### Problem description
All lines in the entries below that hold "ship" make up the answer.

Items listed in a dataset

◇ ◇ ◇

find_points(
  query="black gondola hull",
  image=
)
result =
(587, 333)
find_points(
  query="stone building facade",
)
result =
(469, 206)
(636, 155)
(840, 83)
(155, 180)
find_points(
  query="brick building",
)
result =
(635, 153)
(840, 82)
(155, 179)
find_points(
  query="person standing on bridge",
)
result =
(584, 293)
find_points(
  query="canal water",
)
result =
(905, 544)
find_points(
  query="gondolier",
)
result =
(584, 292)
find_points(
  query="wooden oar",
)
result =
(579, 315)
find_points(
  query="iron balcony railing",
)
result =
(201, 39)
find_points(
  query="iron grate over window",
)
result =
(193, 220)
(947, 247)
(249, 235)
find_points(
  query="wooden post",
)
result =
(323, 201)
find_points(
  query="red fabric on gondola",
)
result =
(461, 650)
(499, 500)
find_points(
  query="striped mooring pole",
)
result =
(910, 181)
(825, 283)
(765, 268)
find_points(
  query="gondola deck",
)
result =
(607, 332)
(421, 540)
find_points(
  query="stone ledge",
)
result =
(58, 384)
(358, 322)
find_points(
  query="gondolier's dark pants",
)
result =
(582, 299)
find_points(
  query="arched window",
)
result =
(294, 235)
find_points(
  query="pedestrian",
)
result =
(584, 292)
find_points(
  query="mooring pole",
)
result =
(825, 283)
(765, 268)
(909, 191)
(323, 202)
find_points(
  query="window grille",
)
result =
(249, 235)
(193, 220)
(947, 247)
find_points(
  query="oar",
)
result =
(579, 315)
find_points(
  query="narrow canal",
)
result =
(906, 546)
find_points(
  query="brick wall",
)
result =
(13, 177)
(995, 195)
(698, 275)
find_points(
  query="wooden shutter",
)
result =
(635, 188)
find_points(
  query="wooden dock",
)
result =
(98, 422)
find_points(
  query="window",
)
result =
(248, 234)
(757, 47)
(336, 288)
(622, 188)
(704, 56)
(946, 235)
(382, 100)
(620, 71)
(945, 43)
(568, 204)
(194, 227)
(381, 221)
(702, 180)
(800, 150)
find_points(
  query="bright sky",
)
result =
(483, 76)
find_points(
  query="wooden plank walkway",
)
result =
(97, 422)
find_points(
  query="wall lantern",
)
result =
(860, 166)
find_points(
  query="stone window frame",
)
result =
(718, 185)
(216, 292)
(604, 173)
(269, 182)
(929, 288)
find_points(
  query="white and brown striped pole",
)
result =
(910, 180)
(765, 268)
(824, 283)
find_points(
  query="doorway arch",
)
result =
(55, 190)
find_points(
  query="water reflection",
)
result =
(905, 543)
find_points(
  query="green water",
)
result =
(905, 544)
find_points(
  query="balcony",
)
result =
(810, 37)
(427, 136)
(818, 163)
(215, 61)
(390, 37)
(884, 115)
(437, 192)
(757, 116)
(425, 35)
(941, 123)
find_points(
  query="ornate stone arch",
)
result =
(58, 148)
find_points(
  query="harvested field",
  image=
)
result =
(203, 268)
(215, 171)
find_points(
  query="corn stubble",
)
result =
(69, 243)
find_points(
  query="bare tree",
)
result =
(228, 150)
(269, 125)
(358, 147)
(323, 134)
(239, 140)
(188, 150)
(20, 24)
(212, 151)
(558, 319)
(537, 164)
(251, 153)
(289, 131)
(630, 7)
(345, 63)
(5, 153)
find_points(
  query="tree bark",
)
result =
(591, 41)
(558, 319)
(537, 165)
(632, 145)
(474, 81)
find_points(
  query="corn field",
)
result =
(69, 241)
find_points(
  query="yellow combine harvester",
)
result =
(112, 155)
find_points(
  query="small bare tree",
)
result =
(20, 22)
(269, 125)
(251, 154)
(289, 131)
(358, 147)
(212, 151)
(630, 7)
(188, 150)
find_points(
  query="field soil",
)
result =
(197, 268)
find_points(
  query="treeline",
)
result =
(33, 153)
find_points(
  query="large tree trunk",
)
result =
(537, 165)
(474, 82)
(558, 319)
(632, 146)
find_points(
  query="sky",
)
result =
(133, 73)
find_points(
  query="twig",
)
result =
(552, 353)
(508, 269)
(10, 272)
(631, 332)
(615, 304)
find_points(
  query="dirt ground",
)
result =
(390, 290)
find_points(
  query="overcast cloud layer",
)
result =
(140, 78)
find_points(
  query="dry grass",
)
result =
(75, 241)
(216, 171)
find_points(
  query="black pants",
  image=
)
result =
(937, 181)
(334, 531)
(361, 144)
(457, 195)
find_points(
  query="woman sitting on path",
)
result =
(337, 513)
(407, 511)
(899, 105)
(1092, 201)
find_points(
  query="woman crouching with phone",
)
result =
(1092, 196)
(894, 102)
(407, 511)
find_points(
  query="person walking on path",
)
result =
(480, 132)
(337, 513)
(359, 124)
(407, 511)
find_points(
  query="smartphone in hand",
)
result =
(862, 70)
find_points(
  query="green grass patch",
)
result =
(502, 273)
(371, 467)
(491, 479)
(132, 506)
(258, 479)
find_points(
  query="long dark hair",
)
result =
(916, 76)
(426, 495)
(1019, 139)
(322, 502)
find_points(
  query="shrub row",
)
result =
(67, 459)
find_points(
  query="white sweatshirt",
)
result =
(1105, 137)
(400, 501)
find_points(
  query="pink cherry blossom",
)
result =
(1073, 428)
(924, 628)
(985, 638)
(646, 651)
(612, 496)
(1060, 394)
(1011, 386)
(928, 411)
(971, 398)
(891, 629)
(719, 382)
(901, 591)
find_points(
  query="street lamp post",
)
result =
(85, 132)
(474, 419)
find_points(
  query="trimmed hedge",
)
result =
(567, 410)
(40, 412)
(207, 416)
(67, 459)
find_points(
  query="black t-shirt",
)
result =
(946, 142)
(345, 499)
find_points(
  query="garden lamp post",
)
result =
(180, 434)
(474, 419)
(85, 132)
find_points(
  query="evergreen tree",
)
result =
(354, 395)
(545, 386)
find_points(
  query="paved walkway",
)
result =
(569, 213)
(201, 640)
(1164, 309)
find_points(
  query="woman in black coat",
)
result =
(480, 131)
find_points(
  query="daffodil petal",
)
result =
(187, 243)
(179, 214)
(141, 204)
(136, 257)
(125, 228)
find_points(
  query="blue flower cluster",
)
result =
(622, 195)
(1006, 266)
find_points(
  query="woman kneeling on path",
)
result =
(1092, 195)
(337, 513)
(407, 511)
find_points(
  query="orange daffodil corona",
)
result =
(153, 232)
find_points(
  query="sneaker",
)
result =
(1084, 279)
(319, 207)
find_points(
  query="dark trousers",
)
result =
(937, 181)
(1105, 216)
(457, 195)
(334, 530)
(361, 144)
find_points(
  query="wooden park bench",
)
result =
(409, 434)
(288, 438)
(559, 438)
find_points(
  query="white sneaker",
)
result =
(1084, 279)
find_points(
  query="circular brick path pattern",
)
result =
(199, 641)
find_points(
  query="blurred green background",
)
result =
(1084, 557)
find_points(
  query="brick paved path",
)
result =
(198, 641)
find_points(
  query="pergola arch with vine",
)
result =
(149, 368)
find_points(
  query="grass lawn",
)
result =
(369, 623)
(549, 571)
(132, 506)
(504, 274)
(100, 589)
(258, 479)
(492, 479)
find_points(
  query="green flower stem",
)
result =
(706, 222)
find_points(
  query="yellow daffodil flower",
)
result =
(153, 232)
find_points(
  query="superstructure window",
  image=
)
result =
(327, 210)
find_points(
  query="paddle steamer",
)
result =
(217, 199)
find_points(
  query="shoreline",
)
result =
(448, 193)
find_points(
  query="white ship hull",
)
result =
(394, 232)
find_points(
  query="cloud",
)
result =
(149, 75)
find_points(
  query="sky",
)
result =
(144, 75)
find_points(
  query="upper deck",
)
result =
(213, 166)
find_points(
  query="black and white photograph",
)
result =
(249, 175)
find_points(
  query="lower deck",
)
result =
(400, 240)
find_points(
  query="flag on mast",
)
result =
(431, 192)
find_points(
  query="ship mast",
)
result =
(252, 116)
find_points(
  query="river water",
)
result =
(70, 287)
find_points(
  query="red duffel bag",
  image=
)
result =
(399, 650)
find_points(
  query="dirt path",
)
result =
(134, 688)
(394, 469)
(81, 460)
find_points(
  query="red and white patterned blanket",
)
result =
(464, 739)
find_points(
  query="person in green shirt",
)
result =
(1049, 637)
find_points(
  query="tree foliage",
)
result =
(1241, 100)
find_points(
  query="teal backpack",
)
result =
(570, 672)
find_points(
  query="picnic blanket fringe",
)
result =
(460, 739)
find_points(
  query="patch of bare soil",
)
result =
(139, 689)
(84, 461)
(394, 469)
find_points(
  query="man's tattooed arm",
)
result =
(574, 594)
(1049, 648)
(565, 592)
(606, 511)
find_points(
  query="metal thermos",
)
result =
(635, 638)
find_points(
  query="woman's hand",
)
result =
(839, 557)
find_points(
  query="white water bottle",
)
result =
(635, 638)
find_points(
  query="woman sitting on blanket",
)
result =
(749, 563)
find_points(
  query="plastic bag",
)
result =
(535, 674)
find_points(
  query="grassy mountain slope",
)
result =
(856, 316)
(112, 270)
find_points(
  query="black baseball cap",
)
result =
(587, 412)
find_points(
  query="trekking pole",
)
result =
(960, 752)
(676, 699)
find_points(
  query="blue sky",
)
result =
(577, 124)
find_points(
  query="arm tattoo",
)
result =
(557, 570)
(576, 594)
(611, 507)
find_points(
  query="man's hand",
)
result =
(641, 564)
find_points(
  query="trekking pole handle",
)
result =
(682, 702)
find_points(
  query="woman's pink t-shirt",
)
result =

◇ ◇ ◇

### Reply to the exercise
  query="white ship hull",
  query="ship mast",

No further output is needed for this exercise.